Begin

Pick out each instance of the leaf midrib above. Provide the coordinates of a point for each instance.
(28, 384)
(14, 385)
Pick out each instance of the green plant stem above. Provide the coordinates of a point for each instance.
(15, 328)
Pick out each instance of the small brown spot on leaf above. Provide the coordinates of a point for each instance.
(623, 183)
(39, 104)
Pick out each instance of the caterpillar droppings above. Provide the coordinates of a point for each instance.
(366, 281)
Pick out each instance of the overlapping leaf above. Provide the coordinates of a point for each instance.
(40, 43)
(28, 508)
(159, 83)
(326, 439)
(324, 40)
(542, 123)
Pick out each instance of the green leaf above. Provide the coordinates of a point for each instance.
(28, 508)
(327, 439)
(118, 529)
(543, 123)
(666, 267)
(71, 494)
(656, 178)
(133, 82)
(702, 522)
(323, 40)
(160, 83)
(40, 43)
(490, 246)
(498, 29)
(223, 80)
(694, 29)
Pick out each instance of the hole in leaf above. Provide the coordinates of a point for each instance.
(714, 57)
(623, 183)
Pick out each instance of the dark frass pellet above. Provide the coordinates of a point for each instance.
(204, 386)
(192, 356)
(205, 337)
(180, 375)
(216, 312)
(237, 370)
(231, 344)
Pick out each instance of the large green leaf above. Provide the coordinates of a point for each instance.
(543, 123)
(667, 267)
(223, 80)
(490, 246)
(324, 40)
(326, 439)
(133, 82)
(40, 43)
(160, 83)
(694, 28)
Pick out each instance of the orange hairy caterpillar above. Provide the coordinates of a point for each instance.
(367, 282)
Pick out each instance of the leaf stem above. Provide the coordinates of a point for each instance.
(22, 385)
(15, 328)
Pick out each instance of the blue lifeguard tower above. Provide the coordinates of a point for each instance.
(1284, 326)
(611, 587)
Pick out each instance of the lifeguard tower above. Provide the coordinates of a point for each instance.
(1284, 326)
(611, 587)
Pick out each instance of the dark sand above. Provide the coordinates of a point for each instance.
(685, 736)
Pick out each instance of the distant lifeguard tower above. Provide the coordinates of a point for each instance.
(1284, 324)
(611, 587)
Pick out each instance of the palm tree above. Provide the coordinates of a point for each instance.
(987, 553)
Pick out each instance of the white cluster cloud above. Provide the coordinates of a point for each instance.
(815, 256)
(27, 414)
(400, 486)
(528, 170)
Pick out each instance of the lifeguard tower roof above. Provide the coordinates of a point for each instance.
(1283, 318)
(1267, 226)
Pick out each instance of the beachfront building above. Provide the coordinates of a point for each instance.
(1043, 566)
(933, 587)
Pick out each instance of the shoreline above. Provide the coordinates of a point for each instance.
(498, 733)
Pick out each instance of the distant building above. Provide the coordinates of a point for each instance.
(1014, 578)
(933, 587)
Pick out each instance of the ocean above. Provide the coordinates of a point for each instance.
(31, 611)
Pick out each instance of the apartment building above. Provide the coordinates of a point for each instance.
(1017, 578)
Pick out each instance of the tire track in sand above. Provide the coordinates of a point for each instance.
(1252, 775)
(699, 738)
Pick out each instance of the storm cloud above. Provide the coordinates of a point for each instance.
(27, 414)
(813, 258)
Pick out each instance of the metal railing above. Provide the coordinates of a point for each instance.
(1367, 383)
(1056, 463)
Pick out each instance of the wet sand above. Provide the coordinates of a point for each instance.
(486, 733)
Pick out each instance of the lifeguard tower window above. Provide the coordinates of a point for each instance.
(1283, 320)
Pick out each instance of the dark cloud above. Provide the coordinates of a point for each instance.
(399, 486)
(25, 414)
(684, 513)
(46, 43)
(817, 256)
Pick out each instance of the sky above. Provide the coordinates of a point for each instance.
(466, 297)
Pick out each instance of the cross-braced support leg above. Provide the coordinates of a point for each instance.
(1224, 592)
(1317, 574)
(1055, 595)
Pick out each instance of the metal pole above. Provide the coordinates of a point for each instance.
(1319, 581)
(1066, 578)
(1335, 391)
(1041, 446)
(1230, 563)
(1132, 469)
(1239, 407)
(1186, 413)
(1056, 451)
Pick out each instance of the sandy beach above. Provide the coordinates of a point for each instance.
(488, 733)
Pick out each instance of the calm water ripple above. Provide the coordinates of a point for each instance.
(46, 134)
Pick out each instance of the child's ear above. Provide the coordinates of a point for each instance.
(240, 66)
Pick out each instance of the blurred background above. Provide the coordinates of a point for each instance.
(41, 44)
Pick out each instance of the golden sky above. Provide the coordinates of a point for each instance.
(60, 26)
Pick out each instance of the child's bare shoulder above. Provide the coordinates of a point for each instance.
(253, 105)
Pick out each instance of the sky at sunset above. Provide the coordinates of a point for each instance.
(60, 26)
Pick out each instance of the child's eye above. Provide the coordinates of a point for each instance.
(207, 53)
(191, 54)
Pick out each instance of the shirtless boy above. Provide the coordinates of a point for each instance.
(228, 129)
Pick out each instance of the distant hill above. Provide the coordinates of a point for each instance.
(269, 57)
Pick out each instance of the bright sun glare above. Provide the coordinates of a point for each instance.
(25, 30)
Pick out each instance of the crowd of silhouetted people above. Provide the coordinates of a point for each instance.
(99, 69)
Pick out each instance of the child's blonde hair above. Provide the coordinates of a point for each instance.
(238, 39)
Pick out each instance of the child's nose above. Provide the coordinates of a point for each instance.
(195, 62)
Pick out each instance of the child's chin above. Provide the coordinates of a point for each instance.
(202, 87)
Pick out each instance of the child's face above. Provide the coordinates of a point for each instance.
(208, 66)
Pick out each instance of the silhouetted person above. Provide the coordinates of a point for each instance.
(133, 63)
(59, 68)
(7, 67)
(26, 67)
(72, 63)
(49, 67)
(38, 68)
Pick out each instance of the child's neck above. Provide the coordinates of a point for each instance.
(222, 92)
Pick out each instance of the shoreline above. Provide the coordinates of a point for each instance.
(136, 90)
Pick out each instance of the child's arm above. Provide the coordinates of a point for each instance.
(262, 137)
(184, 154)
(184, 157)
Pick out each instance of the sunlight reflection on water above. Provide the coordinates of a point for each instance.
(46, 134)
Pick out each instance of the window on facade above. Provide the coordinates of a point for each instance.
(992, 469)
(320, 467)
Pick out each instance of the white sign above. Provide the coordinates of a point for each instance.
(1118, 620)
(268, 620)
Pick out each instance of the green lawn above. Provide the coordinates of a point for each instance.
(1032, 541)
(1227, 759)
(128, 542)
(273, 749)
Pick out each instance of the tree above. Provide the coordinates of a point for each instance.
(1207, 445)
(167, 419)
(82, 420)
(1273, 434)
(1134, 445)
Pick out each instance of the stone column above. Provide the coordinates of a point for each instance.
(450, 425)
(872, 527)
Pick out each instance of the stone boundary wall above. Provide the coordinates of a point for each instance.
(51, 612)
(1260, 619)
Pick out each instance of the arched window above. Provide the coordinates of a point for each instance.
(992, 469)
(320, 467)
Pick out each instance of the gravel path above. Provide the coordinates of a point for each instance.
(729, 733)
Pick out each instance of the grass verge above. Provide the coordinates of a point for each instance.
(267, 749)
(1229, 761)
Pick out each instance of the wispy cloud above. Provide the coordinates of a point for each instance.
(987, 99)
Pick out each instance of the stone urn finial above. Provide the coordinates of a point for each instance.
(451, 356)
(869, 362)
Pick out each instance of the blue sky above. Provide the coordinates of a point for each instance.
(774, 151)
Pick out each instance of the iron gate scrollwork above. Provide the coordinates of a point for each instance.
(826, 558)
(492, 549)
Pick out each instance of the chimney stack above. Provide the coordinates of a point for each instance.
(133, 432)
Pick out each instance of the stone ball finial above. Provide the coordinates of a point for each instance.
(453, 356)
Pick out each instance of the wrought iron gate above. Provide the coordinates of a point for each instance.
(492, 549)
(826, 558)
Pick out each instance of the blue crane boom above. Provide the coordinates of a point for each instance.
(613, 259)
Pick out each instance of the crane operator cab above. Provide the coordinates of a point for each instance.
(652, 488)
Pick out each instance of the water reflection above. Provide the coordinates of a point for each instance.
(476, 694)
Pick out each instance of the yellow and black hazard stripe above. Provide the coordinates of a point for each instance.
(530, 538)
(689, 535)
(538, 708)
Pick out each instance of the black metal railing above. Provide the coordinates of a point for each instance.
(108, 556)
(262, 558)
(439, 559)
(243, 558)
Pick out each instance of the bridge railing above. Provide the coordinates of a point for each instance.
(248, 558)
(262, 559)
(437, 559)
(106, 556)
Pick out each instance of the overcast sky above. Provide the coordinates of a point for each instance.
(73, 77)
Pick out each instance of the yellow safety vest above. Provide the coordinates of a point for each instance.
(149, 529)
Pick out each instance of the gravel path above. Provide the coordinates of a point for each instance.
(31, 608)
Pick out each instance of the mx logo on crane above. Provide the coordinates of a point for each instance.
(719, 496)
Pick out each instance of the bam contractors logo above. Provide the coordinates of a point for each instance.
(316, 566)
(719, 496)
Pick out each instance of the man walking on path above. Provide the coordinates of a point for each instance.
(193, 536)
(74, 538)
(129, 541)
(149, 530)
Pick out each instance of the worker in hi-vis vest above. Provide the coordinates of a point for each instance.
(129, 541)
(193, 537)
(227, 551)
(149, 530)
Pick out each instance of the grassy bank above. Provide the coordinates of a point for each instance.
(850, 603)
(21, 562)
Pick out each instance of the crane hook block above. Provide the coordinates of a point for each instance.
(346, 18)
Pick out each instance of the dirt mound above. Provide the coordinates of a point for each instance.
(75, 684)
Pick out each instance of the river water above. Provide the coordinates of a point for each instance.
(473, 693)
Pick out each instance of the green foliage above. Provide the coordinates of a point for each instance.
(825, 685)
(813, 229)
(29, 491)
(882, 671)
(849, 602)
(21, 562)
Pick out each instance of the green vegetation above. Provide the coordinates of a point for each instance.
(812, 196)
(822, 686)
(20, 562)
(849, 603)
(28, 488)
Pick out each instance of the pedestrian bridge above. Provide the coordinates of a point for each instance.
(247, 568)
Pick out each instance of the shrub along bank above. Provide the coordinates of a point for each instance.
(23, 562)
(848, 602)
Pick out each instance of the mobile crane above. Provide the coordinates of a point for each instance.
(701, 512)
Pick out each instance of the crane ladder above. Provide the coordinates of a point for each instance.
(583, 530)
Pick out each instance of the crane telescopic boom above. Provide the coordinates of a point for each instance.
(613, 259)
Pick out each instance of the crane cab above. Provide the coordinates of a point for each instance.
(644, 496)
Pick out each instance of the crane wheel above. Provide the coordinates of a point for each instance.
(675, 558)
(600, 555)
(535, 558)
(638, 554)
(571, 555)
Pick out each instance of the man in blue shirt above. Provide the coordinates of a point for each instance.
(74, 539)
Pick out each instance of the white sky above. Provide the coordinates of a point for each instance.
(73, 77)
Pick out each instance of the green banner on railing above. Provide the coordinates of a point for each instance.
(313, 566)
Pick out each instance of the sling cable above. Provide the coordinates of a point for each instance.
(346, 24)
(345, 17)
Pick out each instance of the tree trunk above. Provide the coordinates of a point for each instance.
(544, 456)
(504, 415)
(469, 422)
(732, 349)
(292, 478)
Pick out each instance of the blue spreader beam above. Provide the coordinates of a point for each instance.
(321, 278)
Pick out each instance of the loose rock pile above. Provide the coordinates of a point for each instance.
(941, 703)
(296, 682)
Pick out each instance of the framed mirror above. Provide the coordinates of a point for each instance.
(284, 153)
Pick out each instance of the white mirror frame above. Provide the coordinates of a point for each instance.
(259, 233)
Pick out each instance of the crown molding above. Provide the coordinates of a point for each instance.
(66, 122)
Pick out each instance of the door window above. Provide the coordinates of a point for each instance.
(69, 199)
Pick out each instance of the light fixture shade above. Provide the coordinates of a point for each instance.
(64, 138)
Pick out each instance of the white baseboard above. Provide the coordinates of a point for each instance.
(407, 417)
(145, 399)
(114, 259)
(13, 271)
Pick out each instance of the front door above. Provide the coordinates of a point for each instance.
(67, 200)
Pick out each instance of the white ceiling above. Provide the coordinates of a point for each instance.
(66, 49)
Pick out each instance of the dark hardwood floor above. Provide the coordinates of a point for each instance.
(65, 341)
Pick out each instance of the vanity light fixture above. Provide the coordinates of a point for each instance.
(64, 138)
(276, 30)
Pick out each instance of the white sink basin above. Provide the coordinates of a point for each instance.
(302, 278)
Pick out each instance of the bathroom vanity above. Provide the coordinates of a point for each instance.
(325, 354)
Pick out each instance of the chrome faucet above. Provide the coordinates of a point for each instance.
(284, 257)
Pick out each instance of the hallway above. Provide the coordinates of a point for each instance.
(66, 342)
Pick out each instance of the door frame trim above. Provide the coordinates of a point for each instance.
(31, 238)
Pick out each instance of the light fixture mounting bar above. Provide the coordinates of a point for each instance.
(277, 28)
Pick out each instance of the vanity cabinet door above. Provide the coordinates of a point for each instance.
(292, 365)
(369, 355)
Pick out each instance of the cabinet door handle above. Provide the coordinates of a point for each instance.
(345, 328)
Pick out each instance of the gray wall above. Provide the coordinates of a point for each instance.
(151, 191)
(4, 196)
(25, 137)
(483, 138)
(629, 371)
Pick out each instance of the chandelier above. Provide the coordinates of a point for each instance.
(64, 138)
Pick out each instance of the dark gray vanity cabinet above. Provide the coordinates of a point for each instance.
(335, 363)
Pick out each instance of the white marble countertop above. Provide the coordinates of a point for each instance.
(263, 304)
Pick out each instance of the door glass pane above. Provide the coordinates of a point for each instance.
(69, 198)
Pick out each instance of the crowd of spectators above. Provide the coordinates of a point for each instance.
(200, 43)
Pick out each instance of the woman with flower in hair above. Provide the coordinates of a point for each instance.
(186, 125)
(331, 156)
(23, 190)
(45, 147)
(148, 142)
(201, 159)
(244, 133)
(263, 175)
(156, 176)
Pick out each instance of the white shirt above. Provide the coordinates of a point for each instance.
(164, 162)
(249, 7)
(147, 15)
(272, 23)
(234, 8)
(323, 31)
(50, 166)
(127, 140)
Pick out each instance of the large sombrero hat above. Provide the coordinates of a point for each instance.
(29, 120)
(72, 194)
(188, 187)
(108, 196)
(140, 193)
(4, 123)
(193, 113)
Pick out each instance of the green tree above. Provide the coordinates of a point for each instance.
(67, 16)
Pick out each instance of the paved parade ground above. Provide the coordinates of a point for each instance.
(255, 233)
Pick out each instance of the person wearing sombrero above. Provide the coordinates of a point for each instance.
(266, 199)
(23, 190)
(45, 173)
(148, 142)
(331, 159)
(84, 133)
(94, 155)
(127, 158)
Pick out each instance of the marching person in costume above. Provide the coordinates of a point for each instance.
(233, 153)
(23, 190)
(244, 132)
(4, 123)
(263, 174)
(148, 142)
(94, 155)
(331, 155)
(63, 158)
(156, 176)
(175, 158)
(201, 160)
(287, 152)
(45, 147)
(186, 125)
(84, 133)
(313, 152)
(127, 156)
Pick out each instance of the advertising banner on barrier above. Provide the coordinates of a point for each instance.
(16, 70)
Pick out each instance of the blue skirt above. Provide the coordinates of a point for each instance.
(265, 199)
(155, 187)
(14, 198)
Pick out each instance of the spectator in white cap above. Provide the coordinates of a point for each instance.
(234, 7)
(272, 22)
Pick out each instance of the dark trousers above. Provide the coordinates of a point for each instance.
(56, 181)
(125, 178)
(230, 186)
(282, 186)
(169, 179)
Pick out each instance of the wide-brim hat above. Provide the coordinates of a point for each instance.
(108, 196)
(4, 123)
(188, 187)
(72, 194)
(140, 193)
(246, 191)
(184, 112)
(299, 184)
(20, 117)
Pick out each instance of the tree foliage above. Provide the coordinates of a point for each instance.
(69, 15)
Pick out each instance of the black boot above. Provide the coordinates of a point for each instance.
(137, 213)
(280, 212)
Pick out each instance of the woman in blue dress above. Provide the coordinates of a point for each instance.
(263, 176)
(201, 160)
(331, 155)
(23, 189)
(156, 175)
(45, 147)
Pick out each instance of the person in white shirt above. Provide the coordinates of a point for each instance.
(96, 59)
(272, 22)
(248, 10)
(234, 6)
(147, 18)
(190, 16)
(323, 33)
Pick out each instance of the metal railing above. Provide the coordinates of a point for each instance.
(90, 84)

End

■ What is needed ■
Give back, exactly as written, the lines from the one with "Pick out each instance of the spectator" to the last line.

■ Answer to this problem ■
Pick out each instance of the spectator in white cap above. Provide the coordinates of a point for each instance.
(234, 7)
(272, 22)
Pick out each instance of the dark trousers above. Provide the coordinates of a point for each instance.
(56, 181)
(125, 178)
(230, 186)
(282, 186)
(169, 179)
Pick out each instance of the wide-brim hat above. Provide the coordinates of a point for each instance.
(108, 196)
(4, 123)
(188, 187)
(72, 194)
(140, 193)
(246, 191)
(184, 112)
(299, 184)
(20, 117)
Pick out each instance of the tree foliage above. Provide the coordinates of a point for each instance.
(69, 15)
Pick out each instance of the black boot above. Provide the coordinates of a point for each instance.
(137, 213)
(280, 212)
Pick out each instance of the woman in blue dress above. Provide the coordinates of a point for each instance.
(263, 176)
(201, 160)
(331, 155)
(23, 189)
(156, 175)
(45, 147)
Pick out each instance of the person in white shirt above. Provide the coordinates of a point for each instance.
(96, 59)
(272, 22)
(248, 10)
(234, 6)
(147, 18)
(190, 16)
(323, 33)
Pick out each instance of the metal railing above. Provide the coordinates of a point for each instance.
(90, 84)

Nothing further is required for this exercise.